* TEXT FOR ANALYSIS
Asked how much they want to raise, Kolb said, “Whatever we can. The great thing about this campaign is it’s meant to allow people to participate. You can be someone who has $5 to support and you can text to give, or you can give $1,000 online, or you can call Anna Wintour with a million dollars. We want to raise as much as we can. We know that money is needed to offset the challenges that brands, fashion companies and the fashion industry are challenged with, and so whatever we can raise, and whatever we can quickly get out, that’s our goal.”

They plan to tap into all their networks for donations, large and small. They have been encouraged by early grassroots donations as well as larger support.

Beginning March 25, designers and those who work behind the scenes across the industry were invited to submit videos in which they tell their fashion stories, including the impact of the pandemic on their careers and lives. The videos will live on the digital platforms of the CFDA, Vogue and all Condé Nast titles.

Designers and brands seeking relief can apply on the CFDA web site beginning April 8. The program is open to designers and brands across the industry. They need not be former CFDA/Vogue Fashion Fund winners, nor even CFDA members. While the selection committee hasn’t been determined yet, it will include people from both within and outside of Vogue and the CFDA.

Donors can support the fund by texting THREAD to 44-321 or by contributing online at https://secure.givelively.org/donate/cfda-foundation-inc/cvff-a-common-thread or writing a check to the CFDA Foundation Inc.

Turning to how he’s personally dealing with the COVID-19 crisis and how he’s adapted to working remotely, the 80-year-old Lauren said, “This is a strange time, but I am optimistic. I believe this is something that unites us in our humanity and every day I am reminded to appreciate the simplicity and beauty of things we often take for granted.”

He said he’s weathered many challenges over the years, and believes that the company will emerge from this one. “Our company has been around for more than 50 years. We have seen many ups and downs and I know we will see the other side of this. We have strong leaders and teams who are interpreting how this affects us every day. We will endure.”

As for how things might change once this is over, Lauren said,  “I think personally, this will help each of us around the world refocus and perhaps redefine what matters most to us. And though the inspiration and experience of working together face to face can never be replaced, I do think we are surprising ourselves with how effective we can work using technology.”

Asked about his own digital and social media skills, Lauren said, “Tweeting is not my thing.” He said he’s been using the phone a lot to talk to his leaders regularly. “I’m thinking about a lot of things, spending time outdoors and sharing some very special time with Ricky,” his wife, he said.

Lines contained in a dataset
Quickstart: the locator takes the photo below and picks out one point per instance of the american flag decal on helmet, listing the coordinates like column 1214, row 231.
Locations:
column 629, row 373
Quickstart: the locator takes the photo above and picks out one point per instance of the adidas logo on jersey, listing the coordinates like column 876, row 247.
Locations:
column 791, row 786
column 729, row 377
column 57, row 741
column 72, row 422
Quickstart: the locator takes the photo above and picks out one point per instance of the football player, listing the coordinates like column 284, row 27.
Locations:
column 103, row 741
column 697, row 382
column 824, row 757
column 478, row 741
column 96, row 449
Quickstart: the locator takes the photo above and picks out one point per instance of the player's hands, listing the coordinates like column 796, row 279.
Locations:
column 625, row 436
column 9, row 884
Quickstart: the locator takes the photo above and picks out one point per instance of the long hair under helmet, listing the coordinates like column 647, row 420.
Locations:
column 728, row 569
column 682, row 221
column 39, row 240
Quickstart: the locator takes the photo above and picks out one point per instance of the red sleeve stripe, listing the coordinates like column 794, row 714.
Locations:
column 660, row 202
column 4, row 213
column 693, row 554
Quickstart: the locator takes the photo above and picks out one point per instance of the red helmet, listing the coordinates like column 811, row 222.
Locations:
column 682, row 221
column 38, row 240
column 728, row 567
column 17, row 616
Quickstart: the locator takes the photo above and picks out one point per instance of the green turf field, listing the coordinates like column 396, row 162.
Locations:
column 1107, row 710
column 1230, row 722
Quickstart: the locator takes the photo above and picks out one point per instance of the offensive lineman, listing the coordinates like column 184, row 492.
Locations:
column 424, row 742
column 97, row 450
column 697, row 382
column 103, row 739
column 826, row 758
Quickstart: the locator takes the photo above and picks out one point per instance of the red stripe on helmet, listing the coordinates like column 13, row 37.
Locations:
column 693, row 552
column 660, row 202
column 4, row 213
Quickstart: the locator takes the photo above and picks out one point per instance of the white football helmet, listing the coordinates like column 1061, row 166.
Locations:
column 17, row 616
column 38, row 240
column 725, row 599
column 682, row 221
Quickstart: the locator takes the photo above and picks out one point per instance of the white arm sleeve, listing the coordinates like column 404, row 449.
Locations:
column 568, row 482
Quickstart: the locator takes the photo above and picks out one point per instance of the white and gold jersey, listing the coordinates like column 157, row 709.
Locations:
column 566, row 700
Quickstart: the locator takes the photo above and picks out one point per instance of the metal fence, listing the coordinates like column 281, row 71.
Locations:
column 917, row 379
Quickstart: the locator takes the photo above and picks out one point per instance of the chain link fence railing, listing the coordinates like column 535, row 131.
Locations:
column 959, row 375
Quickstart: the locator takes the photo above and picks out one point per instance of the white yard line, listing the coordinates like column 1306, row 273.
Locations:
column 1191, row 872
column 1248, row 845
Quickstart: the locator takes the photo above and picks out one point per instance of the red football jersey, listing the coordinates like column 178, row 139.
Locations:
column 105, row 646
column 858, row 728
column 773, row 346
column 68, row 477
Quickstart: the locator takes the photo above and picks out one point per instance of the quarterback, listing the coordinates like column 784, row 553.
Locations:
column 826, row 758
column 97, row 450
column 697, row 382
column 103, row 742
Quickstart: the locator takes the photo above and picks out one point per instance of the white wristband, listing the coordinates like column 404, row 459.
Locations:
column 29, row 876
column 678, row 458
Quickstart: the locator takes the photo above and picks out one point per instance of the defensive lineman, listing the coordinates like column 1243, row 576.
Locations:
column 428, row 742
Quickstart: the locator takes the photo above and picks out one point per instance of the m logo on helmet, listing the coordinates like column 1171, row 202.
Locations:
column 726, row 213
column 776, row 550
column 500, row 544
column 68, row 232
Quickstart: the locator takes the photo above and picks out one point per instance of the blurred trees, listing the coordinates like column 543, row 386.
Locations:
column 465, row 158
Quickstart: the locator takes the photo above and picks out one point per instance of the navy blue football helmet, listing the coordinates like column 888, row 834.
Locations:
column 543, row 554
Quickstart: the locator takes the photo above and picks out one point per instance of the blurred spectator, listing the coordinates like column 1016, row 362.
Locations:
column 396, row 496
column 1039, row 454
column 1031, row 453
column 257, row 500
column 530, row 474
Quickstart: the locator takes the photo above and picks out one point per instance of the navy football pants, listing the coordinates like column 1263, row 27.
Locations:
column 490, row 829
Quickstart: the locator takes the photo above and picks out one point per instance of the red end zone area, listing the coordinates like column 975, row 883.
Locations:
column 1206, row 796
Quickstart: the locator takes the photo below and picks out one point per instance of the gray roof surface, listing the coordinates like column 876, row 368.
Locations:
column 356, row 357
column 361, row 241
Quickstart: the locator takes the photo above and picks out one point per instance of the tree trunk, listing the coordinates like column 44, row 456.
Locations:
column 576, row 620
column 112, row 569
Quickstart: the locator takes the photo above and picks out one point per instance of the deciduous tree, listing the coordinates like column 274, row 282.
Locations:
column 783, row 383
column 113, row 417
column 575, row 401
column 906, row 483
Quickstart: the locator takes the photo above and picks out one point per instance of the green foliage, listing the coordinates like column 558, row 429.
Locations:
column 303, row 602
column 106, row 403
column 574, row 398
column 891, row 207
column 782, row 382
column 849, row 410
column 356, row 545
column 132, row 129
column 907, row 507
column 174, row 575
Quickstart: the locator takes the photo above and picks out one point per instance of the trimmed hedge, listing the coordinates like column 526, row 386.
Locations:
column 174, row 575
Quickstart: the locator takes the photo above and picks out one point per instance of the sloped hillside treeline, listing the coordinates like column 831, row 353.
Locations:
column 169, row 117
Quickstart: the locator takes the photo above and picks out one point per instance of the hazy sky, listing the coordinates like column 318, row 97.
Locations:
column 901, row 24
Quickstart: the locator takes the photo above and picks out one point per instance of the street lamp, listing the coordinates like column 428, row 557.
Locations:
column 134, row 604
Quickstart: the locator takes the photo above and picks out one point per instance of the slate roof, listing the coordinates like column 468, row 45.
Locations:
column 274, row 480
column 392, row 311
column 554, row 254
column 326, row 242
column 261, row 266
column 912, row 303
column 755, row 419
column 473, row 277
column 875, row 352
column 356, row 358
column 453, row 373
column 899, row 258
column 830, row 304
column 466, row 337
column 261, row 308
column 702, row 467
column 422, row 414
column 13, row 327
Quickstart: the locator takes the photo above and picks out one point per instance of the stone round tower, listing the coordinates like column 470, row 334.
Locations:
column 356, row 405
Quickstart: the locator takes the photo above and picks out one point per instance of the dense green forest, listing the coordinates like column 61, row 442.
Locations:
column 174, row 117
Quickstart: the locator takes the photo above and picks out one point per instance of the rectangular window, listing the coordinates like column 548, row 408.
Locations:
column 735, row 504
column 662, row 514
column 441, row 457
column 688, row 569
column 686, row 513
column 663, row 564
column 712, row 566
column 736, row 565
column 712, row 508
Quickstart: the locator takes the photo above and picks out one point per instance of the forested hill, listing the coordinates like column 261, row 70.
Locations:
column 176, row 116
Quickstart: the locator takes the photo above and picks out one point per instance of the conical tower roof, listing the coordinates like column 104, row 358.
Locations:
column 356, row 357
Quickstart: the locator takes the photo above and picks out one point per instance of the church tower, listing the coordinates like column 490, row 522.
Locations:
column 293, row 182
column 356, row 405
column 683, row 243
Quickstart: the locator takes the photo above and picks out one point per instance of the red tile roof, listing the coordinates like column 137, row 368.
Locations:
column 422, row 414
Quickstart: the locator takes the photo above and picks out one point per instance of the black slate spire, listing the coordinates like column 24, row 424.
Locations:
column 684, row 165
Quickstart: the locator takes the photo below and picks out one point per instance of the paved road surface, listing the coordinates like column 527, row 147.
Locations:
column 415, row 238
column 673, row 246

* THE PROBLEM
Using the article above on the fashion industry relief fund, decide whether each statement below agrees with it. Answer yes or no for each, quoting the deciding words exactly. 1. Only former CFDA/Vogue Fashion Fund winners may apply for relief. 2. Lauren says tweeting is not his thing. 3. The selection committee will be drawn only from within Vogue and the CFDA.

* ANSWER TO THIS TASK
1. No: "They need not be former CFDA/Vogue Fashion Fund winners, nor even CFDA members."
2. Yes: "Tweeting is not my thing."
3. No: "it will include people from both within and outside of Vogue and the CFDA."